§ **Directions**
How many of the lines below contain the string "sports"? Reply with the number only.

§ **Task data**
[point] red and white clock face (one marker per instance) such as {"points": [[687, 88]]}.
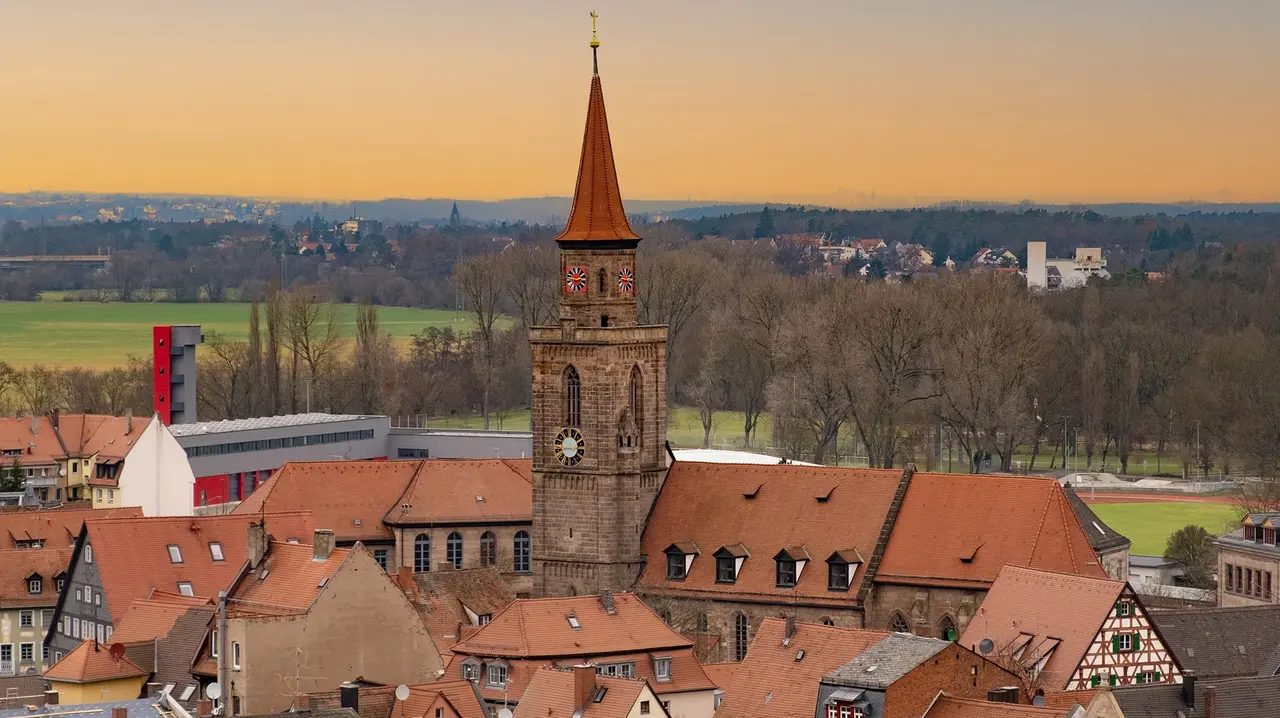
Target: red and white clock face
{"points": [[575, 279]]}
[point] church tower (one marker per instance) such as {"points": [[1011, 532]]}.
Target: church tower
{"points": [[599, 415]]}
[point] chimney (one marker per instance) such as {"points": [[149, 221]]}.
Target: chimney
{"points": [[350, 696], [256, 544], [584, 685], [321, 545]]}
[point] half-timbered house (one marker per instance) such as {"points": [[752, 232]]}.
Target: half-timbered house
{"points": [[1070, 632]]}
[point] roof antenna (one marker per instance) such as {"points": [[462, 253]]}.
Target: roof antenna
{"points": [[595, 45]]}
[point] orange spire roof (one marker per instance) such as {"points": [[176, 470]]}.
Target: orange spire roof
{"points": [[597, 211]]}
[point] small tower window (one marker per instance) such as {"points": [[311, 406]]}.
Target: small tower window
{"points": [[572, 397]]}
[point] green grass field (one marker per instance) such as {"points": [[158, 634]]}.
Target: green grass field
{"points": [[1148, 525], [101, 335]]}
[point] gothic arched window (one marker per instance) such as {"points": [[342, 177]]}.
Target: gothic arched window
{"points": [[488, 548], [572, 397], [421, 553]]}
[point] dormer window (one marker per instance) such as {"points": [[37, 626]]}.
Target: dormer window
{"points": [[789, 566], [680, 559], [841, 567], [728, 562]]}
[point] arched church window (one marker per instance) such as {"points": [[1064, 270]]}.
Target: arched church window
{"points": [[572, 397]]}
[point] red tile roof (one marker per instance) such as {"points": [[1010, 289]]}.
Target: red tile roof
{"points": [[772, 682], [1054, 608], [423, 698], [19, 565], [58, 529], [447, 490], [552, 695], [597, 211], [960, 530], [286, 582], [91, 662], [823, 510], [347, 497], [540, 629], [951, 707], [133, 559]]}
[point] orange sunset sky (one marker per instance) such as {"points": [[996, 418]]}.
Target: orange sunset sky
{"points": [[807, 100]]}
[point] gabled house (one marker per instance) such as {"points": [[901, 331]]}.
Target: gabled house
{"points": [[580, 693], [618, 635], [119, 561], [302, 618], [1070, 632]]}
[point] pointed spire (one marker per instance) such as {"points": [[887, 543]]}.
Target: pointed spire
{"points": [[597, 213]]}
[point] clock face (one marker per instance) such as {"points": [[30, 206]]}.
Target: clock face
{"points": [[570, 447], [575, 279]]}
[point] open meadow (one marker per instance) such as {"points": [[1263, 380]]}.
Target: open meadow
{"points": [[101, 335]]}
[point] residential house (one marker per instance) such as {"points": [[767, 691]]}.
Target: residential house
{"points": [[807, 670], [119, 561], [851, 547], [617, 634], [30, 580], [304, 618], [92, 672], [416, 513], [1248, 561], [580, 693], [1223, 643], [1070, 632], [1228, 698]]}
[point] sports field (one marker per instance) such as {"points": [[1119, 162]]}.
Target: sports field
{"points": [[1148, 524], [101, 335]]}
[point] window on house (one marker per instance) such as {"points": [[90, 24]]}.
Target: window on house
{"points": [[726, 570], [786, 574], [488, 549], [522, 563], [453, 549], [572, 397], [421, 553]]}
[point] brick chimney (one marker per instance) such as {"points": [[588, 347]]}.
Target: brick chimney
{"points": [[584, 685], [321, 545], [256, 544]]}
---
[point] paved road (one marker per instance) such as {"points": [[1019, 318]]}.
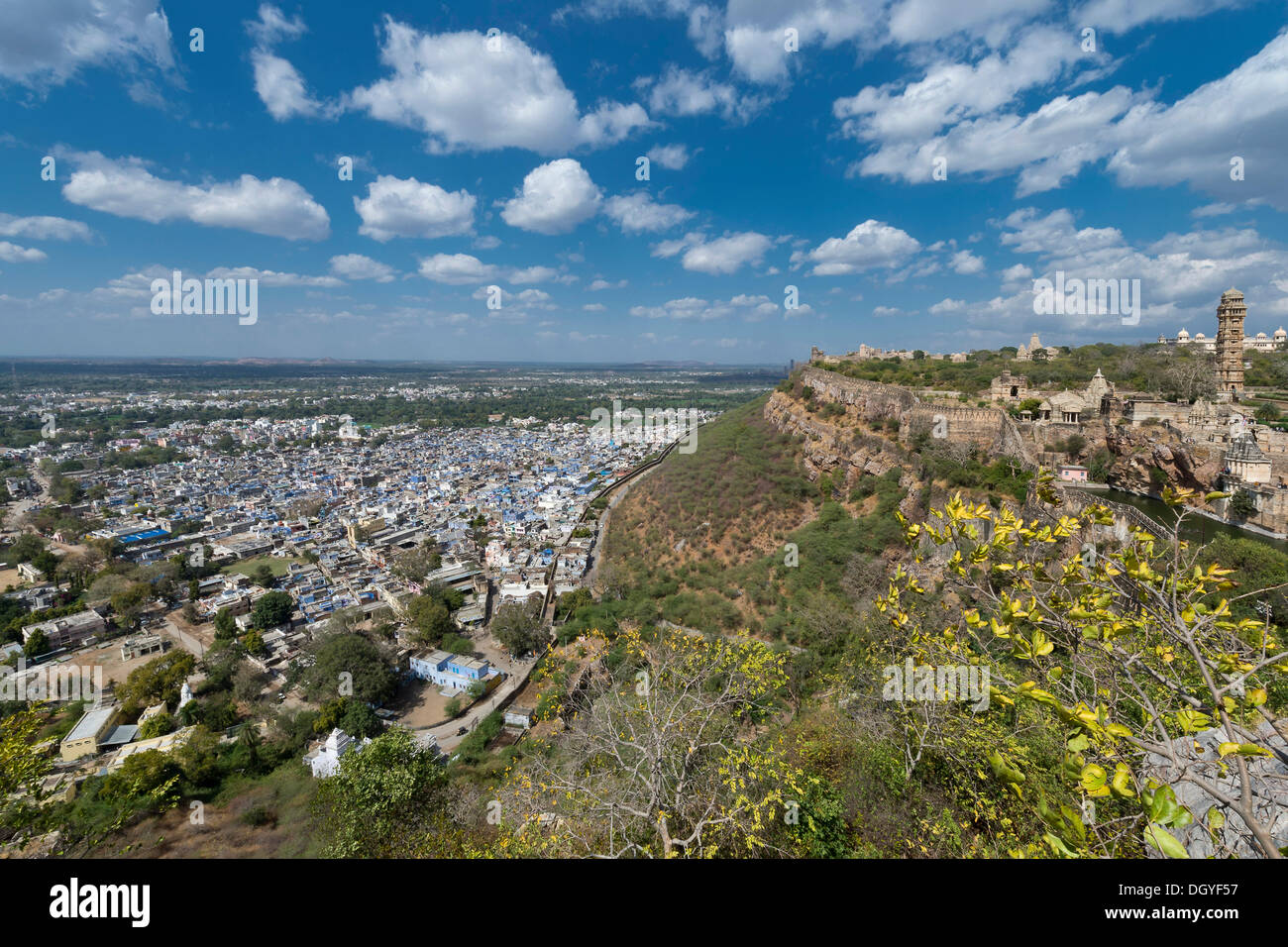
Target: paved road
--
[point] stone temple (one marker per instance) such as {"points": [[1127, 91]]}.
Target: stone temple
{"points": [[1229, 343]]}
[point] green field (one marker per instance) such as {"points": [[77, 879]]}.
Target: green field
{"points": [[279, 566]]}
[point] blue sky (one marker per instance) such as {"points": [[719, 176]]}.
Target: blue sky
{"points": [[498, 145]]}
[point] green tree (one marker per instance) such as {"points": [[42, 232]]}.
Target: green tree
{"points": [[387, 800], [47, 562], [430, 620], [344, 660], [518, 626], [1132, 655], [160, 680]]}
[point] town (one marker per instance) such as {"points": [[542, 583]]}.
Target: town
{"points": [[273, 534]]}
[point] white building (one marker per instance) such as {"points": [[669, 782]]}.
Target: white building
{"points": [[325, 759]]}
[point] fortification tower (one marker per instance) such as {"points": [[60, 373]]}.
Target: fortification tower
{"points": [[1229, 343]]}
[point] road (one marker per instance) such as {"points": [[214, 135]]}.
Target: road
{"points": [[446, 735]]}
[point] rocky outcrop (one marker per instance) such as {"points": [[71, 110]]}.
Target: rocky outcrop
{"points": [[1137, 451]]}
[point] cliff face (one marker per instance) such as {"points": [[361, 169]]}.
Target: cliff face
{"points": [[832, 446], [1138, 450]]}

§ **Result for this task**
2